• Document text:
_ _ _ _ _
In the final series of experiments, we explored the effect of temperature on the kinetics of assembly and disassembly of Ca²⁺·syt·liposome complexes. For these studies, we compared syt I from two species with distinct internal body temperatures: rat and squid. The squid protein was of particular interest, because this animal's body temperature changes with the environment. Thus, the squid protein might be expected to be less temperature-dependent. We carried out assembly and disassembly assays as described above. For Ca²⁺·syt·liposome assembly reactions, the kinetics traces of rat syt I were single exponentials, whereas those for squid syt I were double exponentials (Fig. 3A Left). The observed rate constants (k_obs) for the assembly of rat syt I and squid syt I with Ca²⁺ and liposomes were very similar over the range of temperatures tested. These data are presented as Arrhenius plots in Fig. 3A Right.
_ _ _ _ _
• Task 1: According to the passage on temperature and Ca²⁺·syt·liposome kinetics, what form did the kinetics traces for squid syt I take in the assembly reactions?
• Task 2: Write the next few sentences of the passage on temperature and Ca²⁺·syt·liposome kinetics, picking up after its last sentence.

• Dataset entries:
_ _ _ _ _
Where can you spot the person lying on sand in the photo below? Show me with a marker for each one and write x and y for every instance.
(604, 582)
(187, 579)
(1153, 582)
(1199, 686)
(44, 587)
_ _ _ _ _
• Task result 1: They were double exponentials.

• Task result 2:
Results from the Ca²⁺·syt·liposome disassembly reactions, carried out at different temperatures, yielded a different conclusion. The kinetics traces for both rat syt I and squid syt I were best fitted with single exponential functions, but, at the same temperature, disassembly of squid Ca²⁺·syt·liposome complexes is much slower than for the rat protein (Fig. 3B Left). Moreover, k_diss (the rate of disassembly) of rat syt I became too fast to observe at temperatures > 25°C. These differences in the disassembly rates between squid and rat syt point to differences in the manner in which these orthologs release Ca²⁺. The temperature dependencies for disassembly of both the rat and squid protein are also presented as Arrhenius plots in Fig. 3B Right. The overall temperature dependencies were similar, although the squid protein had a somewhat higher energy of activation; E_a for squid syt I was 42 kJ/mol, and for rat syt I this value was 30 kJ/mol (Fig. 3B Right).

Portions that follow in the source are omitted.